* [ASSIGNMENT 1] In the article about the Therapeutics Initiative, how much money had the province agreed to give the university each year for the research group?
* [ASSIGNMENT 2] Translate this sentence from the Therapeutics Initiative article into Spanish: "That deal was to have continued until 2015."

* [PAGE EXCERPT]
━━━━━━
UBC takes over Therapeutics Initiative after provincial cuts

Paul Christopher Webster 1
PMCID: PMC3680554  PMID: 23649419

Six months after British Columbia’s Liberal government quietly suspended funding to the province’s leading independent pharmaceutical safety research group, officials at the University of British Columbia (UBC) in Vancouver have stepped in.

UBC agreed to finance the Therapeutics Initiative, which has published independent drug safety and efficacy assessments for 19 years, after the province reneged on a long-standing agreement to provide the university with $550 000 annually for the research group, which is primarily staffed by UBC personnel. That deal was to have continued until 2015.

“The university has decided it will protect the integrity of the Therapeutics Initiative,” Lucie McNeill, UBC’s public affairs director, told CMAJ. “Because once you disband a unit like this, it is very hard to put it back together again.”
━━━━━━
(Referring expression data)

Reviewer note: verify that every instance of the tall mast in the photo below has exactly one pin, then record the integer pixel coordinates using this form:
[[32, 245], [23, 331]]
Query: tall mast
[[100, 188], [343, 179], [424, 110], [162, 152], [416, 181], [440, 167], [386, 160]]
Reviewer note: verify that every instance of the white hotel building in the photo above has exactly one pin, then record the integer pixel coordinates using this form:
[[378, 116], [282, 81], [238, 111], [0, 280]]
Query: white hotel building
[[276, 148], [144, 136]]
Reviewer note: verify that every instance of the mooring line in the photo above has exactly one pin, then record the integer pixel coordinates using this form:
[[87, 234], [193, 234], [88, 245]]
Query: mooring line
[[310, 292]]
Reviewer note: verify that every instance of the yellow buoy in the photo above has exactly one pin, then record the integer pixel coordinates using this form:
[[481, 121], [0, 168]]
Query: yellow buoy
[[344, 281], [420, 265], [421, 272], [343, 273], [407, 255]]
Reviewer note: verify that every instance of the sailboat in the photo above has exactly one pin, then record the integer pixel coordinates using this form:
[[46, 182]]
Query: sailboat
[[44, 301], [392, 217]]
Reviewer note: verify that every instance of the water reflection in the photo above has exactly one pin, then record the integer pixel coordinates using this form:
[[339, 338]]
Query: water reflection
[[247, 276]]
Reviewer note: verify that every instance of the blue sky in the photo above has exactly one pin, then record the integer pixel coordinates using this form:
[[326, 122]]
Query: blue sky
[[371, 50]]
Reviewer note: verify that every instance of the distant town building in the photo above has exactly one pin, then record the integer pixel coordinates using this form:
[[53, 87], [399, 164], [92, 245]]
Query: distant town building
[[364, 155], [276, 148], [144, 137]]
━━━━━━
* [RESPONSE 1] $550 000 a year.

* [RESPONSE 2] Ese acuerdo debía haber continuado hasta 2015.